* [The request]
Look below for the line containing "Tag a single point on each instance of the stone wall". Output it and each remaining line of the entries exactly, and nothing else.

* [Data for this task]
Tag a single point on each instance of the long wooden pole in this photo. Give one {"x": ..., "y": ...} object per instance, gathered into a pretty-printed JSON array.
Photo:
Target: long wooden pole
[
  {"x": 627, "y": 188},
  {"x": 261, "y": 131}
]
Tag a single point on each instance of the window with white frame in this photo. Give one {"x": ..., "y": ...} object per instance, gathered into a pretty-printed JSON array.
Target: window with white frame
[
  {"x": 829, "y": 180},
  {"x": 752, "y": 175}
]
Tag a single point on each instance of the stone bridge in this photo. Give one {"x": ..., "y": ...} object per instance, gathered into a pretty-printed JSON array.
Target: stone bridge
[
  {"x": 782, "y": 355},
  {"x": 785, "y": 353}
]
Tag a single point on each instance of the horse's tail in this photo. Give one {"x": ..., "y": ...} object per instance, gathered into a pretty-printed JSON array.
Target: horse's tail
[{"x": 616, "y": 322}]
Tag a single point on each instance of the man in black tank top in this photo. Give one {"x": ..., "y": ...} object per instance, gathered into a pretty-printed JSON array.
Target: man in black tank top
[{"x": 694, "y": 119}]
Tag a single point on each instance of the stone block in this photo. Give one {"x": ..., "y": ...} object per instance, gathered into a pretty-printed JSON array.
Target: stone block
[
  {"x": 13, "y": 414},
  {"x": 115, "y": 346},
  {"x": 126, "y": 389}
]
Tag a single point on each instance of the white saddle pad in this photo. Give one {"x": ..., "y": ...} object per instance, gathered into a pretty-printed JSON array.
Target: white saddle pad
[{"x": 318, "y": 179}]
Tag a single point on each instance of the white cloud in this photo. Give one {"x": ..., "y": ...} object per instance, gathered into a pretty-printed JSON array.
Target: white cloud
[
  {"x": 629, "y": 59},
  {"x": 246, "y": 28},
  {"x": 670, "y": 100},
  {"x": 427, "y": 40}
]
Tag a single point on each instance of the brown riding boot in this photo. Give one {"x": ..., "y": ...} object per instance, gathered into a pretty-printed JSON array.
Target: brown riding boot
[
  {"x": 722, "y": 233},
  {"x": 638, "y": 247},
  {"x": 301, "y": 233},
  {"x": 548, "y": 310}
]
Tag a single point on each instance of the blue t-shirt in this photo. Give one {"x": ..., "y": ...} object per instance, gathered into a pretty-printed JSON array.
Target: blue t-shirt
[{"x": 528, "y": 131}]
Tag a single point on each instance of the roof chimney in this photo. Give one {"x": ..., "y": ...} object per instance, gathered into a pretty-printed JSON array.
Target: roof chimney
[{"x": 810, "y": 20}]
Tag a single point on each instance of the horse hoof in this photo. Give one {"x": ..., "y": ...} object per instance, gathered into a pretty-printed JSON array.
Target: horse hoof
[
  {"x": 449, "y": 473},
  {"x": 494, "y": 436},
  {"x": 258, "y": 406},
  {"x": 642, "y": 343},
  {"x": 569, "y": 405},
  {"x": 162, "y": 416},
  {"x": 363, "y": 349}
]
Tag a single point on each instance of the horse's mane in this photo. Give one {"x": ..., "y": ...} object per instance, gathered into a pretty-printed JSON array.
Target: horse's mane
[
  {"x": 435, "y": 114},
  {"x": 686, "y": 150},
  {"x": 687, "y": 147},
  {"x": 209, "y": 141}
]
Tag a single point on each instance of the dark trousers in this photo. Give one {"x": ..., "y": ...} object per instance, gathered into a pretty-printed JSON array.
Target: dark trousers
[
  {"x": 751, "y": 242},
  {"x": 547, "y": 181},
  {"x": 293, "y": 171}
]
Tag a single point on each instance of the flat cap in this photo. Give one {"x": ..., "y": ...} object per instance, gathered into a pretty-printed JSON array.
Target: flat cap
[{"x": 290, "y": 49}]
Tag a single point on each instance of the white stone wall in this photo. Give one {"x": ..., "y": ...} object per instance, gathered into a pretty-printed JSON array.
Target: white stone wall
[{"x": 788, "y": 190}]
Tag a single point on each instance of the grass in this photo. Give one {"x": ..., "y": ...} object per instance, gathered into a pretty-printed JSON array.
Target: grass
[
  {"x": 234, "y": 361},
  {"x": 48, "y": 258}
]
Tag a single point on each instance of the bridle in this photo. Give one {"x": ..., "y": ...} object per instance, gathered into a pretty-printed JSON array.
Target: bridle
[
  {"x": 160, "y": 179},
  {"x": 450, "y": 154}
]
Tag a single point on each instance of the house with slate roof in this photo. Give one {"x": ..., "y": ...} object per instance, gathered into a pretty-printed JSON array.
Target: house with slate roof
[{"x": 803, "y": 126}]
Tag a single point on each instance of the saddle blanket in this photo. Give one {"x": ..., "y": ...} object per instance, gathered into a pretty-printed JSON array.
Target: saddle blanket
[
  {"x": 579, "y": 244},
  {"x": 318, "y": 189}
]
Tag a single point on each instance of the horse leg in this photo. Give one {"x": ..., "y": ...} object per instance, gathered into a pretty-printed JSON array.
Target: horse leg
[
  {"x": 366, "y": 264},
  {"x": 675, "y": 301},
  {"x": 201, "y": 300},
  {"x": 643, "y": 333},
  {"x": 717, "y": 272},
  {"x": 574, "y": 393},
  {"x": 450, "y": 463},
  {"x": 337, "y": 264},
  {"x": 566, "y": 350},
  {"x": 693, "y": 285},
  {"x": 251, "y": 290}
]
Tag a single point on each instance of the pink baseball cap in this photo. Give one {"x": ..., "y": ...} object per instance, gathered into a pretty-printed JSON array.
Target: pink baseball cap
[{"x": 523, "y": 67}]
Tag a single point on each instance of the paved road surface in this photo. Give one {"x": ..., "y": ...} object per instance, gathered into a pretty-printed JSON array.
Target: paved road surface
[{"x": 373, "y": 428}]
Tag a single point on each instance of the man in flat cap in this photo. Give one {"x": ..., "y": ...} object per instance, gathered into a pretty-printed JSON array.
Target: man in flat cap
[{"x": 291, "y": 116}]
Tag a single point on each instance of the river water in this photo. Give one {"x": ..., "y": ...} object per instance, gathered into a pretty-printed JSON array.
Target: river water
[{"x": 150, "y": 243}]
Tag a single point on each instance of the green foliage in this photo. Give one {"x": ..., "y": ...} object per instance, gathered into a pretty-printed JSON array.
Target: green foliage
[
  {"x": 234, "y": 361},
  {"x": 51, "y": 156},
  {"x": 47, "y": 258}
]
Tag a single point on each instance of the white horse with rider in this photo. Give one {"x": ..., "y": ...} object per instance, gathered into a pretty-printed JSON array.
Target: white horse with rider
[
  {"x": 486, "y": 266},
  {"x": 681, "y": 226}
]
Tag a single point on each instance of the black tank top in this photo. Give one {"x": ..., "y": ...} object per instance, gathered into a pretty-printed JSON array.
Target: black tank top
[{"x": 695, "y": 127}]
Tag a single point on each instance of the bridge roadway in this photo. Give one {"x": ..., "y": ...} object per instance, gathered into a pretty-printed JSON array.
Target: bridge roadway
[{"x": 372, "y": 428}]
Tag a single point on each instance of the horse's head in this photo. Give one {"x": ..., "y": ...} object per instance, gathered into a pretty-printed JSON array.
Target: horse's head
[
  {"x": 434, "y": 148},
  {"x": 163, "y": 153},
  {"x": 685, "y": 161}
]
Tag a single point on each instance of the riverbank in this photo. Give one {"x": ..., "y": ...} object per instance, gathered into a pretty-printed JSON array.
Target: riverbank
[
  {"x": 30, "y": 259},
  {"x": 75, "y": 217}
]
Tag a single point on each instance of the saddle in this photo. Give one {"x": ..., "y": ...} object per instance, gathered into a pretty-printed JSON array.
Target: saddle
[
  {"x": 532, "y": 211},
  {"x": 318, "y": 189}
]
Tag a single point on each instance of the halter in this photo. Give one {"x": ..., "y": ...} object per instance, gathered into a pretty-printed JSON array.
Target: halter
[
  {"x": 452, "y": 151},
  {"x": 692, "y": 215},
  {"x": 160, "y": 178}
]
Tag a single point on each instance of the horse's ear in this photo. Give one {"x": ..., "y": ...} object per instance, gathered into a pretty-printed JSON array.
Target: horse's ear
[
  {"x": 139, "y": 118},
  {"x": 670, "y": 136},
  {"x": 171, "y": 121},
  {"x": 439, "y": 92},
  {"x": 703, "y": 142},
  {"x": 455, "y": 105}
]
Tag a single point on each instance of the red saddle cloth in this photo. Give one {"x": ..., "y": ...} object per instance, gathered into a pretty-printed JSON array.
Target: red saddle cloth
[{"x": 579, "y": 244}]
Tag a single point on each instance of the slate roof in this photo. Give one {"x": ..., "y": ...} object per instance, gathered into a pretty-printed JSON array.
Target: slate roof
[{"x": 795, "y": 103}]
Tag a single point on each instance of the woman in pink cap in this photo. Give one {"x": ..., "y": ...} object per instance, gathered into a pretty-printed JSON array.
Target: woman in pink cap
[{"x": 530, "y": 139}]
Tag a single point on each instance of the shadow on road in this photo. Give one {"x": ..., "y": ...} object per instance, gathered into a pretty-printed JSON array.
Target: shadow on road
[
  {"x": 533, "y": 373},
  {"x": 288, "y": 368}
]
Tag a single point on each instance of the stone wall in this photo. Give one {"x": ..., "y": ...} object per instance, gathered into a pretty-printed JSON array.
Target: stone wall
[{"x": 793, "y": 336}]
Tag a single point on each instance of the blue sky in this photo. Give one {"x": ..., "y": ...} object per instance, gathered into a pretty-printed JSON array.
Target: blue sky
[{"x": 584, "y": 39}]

* [Full answer]
Tag a single point on each instance of the stone wall in this photo. Give one {"x": ..., "y": ...} object per instance, gathered into a pretty-printed JSON array.
Target: stone wall
[{"x": 793, "y": 336}]
Tag a single point on each instance of the blue sky in this photo. Give one {"x": ..., "y": ...} object per instance, gathered into a pretty-printed JSON array.
Target: blue sky
[{"x": 584, "y": 39}]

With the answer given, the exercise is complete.